#### TASK INSTRUCTIONS
Starting at the line containing "find grass blade" and continuing through the last of the rows, give those lines again with "dark spot" substituted by "dark patch" and nothing else changed.

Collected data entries

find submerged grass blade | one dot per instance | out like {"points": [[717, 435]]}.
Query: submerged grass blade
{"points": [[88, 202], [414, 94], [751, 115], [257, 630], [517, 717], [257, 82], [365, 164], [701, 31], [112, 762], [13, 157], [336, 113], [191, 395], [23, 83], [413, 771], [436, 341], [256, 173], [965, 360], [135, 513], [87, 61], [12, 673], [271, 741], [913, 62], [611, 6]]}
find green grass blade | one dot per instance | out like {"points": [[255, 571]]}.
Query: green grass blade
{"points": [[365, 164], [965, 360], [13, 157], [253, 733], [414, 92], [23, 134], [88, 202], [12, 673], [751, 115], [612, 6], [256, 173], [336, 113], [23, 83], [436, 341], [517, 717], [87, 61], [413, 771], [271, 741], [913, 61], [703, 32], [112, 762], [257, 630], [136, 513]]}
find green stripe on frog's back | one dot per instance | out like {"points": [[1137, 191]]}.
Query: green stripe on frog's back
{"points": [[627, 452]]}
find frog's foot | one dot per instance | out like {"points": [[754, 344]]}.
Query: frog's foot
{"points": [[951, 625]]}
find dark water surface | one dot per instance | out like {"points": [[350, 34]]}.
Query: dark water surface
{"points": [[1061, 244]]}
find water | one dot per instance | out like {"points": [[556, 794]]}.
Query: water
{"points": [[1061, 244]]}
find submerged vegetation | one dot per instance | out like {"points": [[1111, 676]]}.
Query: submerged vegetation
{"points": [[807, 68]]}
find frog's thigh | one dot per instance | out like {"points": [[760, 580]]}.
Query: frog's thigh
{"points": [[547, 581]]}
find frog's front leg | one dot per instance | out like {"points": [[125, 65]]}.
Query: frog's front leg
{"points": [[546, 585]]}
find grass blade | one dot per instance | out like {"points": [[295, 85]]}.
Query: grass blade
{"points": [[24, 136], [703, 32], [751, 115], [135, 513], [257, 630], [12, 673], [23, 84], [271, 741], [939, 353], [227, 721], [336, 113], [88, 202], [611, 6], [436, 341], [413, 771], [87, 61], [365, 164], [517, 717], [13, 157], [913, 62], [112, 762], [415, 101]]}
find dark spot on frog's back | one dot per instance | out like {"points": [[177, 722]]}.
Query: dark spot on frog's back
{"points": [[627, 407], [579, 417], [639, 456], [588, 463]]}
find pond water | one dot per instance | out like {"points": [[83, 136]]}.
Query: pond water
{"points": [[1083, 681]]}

#### ANSWER IN FULL
find grass blade | one dot per instance | out like {"points": [[295, 85]]}.
Query: grass blade
{"points": [[24, 136], [703, 32], [751, 115], [135, 513], [257, 630], [12, 673], [23, 84], [271, 741], [939, 353], [227, 721], [336, 113], [88, 202], [611, 6], [436, 341], [413, 771], [87, 61], [365, 164], [517, 717], [13, 157], [913, 62], [112, 762], [415, 101]]}
find dark patch on frog's back | one dot per instance | out like {"points": [[177, 722]]}.
Query: dark patch on frog's back
{"points": [[627, 407], [579, 417], [639, 456], [588, 463]]}
find pond water | one dot per instance | out like {"points": [[83, 136]]}.
Query: pond water
{"points": [[1083, 681]]}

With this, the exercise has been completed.